INPUT RECORDS:
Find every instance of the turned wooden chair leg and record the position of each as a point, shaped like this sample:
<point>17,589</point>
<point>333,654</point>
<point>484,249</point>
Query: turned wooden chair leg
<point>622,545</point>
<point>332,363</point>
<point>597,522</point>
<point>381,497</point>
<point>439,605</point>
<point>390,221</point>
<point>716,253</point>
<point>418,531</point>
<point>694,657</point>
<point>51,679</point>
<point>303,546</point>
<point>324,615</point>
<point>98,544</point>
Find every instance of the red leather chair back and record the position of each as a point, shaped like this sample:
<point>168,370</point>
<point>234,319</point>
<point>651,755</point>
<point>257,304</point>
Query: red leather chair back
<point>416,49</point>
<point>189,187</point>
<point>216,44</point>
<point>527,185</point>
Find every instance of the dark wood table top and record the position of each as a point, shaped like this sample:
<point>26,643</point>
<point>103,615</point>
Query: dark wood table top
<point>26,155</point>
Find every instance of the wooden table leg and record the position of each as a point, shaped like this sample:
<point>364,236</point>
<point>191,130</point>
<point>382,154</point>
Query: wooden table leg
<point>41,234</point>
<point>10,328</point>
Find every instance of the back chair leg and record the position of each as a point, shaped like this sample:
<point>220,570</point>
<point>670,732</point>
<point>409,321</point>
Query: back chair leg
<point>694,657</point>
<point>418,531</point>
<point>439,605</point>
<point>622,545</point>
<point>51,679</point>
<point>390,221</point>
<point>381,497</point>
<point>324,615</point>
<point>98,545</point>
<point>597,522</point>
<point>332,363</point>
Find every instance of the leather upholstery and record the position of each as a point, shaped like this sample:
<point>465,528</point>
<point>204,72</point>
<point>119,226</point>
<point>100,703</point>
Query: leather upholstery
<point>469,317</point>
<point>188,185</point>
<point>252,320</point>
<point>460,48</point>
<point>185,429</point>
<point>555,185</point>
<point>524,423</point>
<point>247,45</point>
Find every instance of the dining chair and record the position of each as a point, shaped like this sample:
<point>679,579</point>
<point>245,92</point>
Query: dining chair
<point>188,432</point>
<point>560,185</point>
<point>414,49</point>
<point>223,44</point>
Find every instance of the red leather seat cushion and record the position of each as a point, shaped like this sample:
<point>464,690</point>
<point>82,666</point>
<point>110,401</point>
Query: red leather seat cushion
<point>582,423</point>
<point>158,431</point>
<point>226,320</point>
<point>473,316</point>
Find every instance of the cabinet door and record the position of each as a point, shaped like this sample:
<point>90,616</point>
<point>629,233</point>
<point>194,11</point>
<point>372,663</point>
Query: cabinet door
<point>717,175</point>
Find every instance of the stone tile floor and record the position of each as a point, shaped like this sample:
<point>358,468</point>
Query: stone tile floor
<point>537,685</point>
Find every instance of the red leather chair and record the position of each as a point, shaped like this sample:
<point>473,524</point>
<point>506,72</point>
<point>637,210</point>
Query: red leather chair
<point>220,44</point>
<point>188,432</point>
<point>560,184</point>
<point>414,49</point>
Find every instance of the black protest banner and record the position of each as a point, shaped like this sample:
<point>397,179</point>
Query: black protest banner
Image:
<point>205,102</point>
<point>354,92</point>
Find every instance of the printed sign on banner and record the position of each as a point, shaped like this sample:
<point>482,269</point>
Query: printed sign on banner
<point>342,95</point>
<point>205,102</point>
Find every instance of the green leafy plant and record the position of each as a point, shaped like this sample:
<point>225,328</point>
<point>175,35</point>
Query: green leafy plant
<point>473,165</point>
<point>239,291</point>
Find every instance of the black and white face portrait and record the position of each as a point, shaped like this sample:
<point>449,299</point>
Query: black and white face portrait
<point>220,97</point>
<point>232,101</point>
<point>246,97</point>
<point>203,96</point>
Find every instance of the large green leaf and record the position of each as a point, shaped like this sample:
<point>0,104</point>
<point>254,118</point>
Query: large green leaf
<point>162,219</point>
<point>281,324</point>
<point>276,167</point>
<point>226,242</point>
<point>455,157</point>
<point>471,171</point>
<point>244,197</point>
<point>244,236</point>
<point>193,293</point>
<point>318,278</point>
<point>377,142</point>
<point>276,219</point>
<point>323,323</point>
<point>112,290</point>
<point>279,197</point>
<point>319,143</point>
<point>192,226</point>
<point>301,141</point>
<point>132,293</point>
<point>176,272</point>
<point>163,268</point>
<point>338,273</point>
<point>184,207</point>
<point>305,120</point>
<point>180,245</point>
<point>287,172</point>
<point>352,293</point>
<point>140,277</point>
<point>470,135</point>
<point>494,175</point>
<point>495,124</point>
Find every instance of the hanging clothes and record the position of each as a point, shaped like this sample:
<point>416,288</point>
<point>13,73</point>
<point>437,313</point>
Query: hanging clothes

PROBLEM STATEMENT:
Check each line of the entries for the string "clothes". Copy the lines that have it.

EXERCISE RESULT:
Find every instance of the hanging clothes and record the position of each as a point, shaped like this sample:
Query: hanging clothes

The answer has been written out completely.